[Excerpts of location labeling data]
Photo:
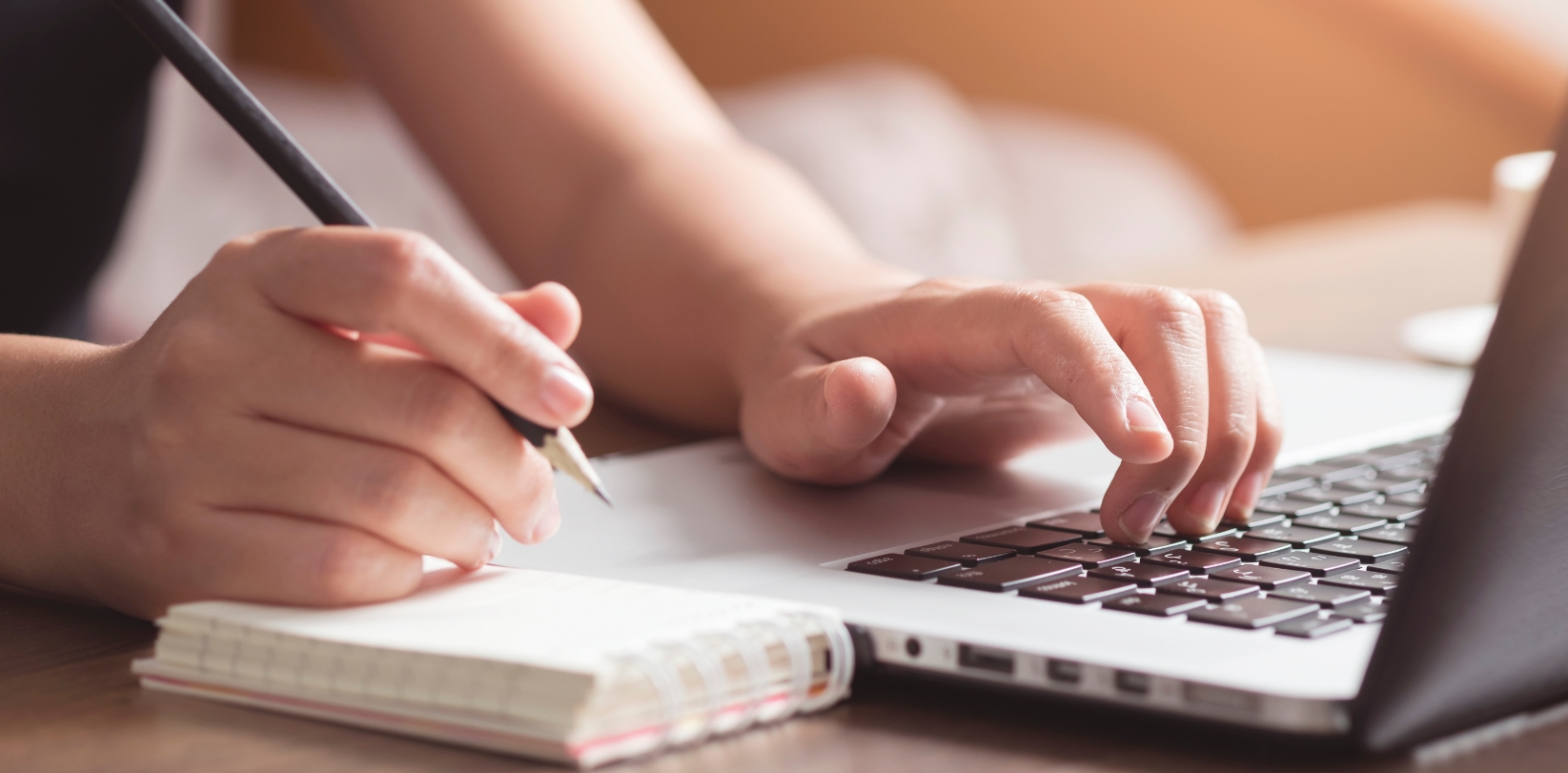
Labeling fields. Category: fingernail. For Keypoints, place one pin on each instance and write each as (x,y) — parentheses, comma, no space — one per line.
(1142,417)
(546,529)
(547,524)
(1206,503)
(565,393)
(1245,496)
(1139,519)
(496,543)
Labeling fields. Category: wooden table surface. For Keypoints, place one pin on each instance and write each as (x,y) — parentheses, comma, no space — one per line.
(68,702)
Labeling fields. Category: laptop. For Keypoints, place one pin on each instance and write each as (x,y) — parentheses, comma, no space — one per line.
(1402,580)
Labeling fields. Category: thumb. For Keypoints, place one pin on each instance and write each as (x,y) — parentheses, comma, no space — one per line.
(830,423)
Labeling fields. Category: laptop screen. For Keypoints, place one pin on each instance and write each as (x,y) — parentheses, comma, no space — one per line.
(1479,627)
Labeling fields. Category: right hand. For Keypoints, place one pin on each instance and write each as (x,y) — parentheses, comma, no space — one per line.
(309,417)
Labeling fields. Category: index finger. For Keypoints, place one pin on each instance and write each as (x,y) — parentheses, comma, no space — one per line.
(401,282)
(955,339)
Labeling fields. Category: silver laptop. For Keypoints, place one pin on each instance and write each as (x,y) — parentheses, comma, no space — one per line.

Requirements:
Rewrite the material starting with the line that contains "Labeling fields. Category: thumb." and going on through the end of the material, replacing "pin" with "marker" and keeping everything else the same.

Answer:
Labeling fields. Category: thumb. For Keypoints, place one marker on each instance and write each as (x,y) — parentheses, comma, no space — one per line.
(830,423)
Labeling fields. Category: laptop screen. For Keypoints, place one marker on each instance and write each as (x,y) — parentheses, comma, no space — one per line.
(1479,627)
Labeling fields. Category: right hand. For Keypoints, place one marker on each instance and write each as (x,y) — parentheses, comma, no space — one per line.
(309,417)
Labeling fields. Category: index finger. For Keypoints, place one marker on each instance and write each as (x,y) — parentheses, comma, no space — one per line.
(401,282)
(955,339)
Labeling fields. Category: silver laptop. For Keypoints, place one marker on each instance and write each as (x,y) — parentheses, comma, no space — one per line.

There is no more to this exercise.